Set exercise: All of the material below is to be repeated exactly.

[BEGIN Record extracts]

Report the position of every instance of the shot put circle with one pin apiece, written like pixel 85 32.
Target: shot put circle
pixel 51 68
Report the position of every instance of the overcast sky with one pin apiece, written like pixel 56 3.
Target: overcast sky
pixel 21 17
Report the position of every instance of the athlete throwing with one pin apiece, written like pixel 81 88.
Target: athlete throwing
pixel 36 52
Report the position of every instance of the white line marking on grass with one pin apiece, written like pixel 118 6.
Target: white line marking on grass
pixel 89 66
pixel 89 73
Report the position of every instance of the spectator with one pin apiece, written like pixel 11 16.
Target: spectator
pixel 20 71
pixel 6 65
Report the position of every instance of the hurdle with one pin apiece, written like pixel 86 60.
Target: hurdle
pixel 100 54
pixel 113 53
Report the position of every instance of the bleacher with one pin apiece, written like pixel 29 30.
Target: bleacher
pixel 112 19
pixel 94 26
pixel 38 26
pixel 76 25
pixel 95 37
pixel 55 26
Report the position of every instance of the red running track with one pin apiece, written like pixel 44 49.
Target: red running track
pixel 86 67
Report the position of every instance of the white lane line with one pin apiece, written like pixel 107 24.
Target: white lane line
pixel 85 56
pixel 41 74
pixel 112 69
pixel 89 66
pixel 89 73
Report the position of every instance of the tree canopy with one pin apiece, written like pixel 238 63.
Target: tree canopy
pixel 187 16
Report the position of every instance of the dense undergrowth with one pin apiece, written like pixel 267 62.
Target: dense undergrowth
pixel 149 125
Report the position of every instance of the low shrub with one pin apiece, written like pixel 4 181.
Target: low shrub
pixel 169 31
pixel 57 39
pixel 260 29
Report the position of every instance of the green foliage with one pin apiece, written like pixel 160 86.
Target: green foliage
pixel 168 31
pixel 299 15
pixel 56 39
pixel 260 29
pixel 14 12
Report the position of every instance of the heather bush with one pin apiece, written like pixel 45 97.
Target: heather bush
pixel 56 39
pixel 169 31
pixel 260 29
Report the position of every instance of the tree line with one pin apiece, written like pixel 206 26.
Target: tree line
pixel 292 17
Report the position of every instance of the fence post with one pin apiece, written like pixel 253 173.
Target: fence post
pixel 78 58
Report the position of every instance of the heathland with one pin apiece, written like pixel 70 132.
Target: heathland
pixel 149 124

[END Record extracts]

Output for this task:
Report the position of every instance of the shot put circle with one pin apiece, written like pixel 85 32.
Target: shot put circle
pixel 51 68
Report the position of every instance of the overcast sky with one pin apiece, written like pixel 56 3.
Target: overcast sky
pixel 21 17
Report the position of every instance of the athlete throwing with one pin apiece, written like pixel 81 88.
Target: athlete throwing
pixel 36 52
Report the position of every instance of the white line marking on grass with one pin apiece, written like pixel 118 6.
Target: white line marking on grass
pixel 89 66
pixel 89 73
Report the position of every instance of the spectator with one pin apiece, written like pixel 11 16.
Target: spectator
pixel 20 71
pixel 6 65
Report the position of every instance of the hurdle with one pin apiece, written like pixel 86 60.
Target: hurdle
pixel 100 54
pixel 113 53
Report the position of every instance of the bleacher with one pin apiece, written like pixel 29 30.
Target: bleacher
pixel 112 19
pixel 94 26
pixel 38 26
pixel 76 25
pixel 95 37
pixel 55 26
Report the position of every instance of the red running track with one pin apiece, written like pixel 44 49.
Target: red running track
pixel 86 67
Report the position of every instance of the white lane line with one pin apiece, written like pixel 107 24.
Target: white lane line
pixel 85 56
pixel 41 74
pixel 112 69
pixel 89 66
pixel 89 73
Report the position of every instance of the tree canopy with one pin apiece, written like pixel 238 63.
Target: tree canopy
pixel 187 16
Report the position of every instance of the dense undergrowth with one pin apiece, written like pixel 267 62.
Target: dense undergrowth
pixel 149 125
Report the position of every instance of the low shrub with one pin apiece, written like pixel 4 181.
Target: low shrub
pixel 169 31
pixel 57 39
pixel 260 29
Report the position of every instance of the green foliage with one pin apiece, written like pixel 160 86.
Target: green foliage
pixel 168 31
pixel 299 15
pixel 56 39
pixel 260 29
pixel 14 12
Report the position of every instance of the heather bush with one pin apiece, written like pixel 45 97.
Target: heather bush
pixel 56 39
pixel 169 31
pixel 260 29
Report the position of every instance of the tree line with one pin apiece, written like pixel 206 26.
Target: tree line
pixel 292 17
Report the position of every instance of the fence post with one pin apiece, written like pixel 253 173.
Target: fence post
pixel 78 58
Report the position of every instance of the heathland with one pin apiece, written like pixel 70 132.
Target: heathland
pixel 149 124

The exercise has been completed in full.